# PROBLEM REQUIREMENTS:
Copy out the data starting with the line that contains "Please mark the region of every instance of the <item>parapet" and going on through the line that contains "[[[78,169],[77,127],[0,55],[0,169]]]", replacing "decorative" with "ornamental" and leaving all else unchanged. Give only those lines.

[Collected data]
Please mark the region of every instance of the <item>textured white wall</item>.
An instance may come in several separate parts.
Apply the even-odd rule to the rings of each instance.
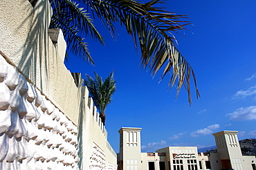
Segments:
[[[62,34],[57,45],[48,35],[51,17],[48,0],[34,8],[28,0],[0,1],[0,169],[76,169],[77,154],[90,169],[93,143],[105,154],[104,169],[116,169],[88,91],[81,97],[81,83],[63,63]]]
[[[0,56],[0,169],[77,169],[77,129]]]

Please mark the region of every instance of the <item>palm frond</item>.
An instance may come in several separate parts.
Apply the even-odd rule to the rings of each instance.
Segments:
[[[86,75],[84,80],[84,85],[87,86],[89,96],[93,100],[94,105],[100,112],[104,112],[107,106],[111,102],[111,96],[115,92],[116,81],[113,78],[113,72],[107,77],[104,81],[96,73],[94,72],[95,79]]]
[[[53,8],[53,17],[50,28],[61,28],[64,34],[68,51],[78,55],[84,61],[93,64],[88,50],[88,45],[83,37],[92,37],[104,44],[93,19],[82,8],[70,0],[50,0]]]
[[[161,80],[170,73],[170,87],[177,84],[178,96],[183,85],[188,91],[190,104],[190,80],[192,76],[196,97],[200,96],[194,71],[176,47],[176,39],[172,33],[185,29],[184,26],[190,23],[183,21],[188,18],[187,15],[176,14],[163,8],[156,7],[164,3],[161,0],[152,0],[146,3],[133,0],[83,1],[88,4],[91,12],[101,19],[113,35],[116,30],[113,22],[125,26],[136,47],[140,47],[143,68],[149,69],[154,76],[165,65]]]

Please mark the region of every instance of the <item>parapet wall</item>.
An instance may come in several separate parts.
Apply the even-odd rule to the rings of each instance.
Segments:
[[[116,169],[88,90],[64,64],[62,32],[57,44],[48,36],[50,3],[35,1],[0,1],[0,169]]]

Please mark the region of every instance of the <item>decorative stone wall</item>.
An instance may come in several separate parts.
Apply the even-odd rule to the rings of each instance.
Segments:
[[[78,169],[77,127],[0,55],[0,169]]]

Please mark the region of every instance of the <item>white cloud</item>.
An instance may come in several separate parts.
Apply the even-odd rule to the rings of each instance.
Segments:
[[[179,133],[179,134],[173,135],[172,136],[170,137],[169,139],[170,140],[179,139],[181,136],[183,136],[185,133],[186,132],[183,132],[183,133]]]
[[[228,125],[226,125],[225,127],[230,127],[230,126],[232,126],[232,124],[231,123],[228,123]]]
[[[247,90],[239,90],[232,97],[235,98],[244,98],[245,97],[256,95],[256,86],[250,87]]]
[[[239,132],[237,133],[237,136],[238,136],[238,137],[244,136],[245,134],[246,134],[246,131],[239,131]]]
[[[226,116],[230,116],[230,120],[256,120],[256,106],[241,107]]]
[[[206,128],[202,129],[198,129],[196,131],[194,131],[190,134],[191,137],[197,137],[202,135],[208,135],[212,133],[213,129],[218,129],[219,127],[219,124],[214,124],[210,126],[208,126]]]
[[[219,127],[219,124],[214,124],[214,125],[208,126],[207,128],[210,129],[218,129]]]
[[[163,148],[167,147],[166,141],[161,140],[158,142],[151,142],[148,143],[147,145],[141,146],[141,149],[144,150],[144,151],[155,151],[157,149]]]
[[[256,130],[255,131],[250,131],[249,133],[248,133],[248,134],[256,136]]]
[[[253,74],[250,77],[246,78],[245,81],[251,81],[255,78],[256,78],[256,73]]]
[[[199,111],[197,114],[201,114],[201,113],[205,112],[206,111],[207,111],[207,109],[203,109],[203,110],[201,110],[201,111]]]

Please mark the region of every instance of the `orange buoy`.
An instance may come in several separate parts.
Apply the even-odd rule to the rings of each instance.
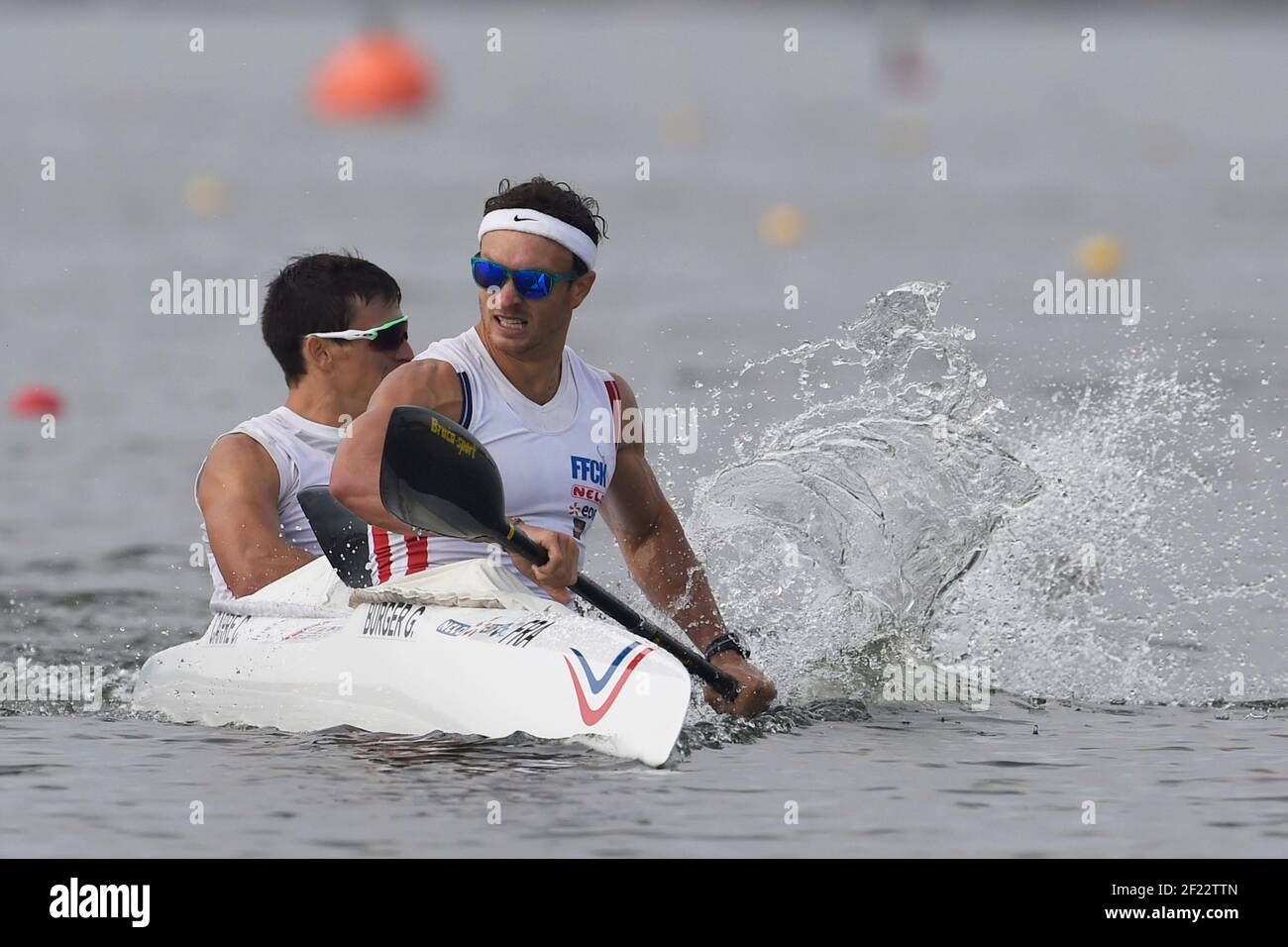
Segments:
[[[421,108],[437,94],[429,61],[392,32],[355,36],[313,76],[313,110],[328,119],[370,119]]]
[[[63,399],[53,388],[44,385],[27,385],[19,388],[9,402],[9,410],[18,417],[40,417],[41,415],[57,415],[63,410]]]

--

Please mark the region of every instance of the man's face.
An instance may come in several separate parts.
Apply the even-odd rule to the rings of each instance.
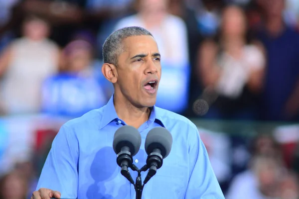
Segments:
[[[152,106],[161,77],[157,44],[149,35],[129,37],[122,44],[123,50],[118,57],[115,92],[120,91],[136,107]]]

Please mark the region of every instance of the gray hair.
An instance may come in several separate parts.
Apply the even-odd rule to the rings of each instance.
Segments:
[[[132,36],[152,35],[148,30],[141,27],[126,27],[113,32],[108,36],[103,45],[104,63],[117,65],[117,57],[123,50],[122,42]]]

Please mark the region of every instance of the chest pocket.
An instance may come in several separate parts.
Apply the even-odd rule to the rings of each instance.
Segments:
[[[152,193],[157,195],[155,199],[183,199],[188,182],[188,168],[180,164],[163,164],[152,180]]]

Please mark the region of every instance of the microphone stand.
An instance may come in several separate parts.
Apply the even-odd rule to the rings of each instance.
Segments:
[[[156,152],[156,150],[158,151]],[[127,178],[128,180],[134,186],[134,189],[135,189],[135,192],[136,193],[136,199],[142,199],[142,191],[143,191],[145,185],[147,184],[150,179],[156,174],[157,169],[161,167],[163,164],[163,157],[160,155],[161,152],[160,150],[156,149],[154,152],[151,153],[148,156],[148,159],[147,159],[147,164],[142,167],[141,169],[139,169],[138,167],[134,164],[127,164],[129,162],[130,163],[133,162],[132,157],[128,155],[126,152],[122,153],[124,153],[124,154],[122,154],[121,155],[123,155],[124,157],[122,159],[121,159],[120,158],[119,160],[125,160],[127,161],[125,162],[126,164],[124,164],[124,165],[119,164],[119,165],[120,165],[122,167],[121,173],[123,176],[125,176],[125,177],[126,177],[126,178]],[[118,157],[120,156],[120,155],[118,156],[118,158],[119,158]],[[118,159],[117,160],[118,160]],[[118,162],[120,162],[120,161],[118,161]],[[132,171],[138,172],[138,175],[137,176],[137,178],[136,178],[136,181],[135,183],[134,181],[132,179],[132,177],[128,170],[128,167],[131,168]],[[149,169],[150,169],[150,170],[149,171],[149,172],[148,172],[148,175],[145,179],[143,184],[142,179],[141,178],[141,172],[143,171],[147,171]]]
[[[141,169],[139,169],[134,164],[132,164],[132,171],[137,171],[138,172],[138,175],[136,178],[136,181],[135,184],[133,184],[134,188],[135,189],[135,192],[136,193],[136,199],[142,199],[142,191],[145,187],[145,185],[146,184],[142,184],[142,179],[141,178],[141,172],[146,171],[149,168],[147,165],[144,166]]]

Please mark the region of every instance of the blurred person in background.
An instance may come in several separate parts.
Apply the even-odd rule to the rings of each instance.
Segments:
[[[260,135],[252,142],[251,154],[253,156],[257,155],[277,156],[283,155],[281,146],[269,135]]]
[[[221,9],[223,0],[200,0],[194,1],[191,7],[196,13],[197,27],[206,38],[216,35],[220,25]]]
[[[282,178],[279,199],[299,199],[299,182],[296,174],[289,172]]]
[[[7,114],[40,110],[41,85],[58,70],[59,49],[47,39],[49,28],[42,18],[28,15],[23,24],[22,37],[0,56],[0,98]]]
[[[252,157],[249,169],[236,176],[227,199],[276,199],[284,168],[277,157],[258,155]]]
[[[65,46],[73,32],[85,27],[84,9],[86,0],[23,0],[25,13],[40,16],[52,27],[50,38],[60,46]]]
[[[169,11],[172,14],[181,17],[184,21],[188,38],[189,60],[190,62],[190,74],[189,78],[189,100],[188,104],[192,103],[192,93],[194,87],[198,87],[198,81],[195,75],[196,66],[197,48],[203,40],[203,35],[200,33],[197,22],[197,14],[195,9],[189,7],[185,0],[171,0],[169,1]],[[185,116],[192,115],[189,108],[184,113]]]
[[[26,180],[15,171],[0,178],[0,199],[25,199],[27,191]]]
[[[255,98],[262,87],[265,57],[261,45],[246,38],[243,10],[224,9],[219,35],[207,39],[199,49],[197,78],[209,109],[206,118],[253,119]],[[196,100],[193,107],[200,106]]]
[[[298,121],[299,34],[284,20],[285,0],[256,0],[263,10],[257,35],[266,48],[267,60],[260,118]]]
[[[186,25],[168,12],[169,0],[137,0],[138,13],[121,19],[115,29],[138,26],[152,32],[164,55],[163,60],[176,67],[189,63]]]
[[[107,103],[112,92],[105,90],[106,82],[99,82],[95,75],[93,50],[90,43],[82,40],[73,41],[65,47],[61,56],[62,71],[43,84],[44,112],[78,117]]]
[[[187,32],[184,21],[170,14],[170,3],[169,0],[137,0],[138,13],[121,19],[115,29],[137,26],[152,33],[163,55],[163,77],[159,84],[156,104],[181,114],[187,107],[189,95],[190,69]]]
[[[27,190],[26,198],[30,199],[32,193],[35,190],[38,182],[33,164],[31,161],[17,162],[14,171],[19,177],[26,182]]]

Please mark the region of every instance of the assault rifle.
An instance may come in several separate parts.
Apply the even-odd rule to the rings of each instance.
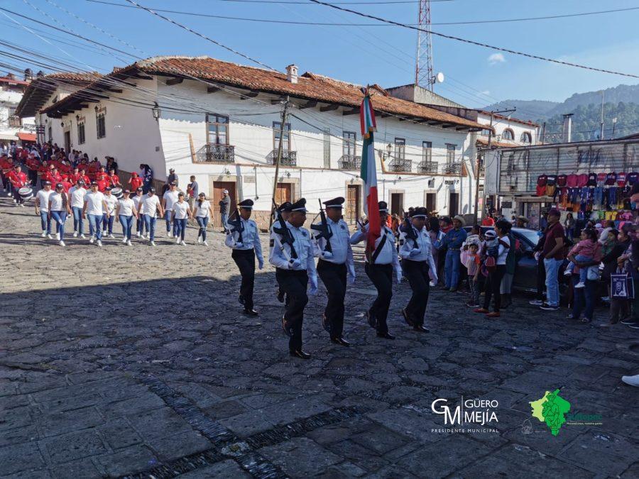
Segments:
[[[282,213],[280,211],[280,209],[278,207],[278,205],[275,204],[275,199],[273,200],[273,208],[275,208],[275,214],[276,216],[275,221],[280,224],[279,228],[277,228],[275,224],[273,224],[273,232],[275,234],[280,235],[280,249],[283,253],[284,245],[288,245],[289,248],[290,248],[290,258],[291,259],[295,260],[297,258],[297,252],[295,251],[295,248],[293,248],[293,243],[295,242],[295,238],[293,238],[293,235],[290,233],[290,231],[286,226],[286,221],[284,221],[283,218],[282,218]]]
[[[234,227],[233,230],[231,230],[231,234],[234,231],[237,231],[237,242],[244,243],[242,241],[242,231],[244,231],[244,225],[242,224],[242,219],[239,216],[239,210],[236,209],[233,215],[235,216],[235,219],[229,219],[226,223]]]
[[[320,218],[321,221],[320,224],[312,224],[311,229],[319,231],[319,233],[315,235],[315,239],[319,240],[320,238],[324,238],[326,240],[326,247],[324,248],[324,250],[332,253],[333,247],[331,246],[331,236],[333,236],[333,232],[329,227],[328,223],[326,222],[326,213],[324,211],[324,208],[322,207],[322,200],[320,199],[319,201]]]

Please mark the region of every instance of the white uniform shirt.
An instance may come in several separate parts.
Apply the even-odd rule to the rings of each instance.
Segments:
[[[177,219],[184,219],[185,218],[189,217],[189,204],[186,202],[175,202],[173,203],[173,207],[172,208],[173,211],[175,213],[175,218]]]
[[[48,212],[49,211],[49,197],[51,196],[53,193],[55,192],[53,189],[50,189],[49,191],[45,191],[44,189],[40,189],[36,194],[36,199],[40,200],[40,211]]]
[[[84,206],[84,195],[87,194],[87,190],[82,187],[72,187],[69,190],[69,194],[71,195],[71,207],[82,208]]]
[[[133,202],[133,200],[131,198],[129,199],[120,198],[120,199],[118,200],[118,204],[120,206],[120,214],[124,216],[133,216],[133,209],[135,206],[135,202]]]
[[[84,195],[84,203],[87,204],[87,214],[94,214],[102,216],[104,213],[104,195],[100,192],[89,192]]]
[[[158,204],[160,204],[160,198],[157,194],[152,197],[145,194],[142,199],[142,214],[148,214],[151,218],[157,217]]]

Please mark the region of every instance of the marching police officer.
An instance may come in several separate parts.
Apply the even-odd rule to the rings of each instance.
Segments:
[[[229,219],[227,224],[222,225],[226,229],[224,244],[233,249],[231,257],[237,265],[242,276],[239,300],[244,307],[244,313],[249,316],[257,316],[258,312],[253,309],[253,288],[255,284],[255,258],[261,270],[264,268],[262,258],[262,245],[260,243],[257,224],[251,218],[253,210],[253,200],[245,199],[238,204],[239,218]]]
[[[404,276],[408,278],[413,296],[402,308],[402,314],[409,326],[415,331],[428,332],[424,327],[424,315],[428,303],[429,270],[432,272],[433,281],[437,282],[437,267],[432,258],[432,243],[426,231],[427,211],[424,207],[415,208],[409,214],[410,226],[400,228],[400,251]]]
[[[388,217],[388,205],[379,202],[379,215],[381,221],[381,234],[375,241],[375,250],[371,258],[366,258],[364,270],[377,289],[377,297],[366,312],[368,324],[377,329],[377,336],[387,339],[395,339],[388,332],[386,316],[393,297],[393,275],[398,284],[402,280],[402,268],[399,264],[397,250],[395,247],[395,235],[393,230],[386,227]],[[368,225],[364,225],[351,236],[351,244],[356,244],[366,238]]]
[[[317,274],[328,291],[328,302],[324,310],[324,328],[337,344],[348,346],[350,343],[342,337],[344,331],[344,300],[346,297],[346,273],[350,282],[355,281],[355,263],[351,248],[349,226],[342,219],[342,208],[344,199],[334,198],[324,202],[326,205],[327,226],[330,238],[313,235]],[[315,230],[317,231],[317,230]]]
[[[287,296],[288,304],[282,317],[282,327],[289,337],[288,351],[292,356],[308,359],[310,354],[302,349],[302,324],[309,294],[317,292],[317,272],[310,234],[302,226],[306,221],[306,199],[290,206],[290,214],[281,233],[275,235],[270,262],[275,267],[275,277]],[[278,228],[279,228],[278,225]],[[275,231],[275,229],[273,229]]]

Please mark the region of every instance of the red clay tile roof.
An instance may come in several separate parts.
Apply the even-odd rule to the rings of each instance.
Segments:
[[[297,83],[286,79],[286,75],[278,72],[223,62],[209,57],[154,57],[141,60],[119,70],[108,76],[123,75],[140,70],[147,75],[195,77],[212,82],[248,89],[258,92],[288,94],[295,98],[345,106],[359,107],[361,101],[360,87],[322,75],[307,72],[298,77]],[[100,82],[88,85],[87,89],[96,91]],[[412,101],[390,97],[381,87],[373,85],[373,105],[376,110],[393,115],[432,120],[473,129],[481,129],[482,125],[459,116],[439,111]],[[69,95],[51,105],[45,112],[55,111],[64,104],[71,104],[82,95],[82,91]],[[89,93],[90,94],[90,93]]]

# EXERCISE OUTPUT:
Please mark the region of every instance of the <item>parapet wall</item>.
An instance may come in several separate parts.
Apply the even-odd rule to the rings of each instance.
Segments:
[[[116,169],[88,90],[64,64],[62,32],[57,44],[48,36],[50,3],[35,1],[0,1],[0,169]]]

Please mark the region of every instance of the <item>ornamental stone wall</item>.
An instance may come in several separate parts.
Apply the even-odd rule to the rings of each instance.
Segments:
[[[78,169],[77,127],[0,55],[0,169]]]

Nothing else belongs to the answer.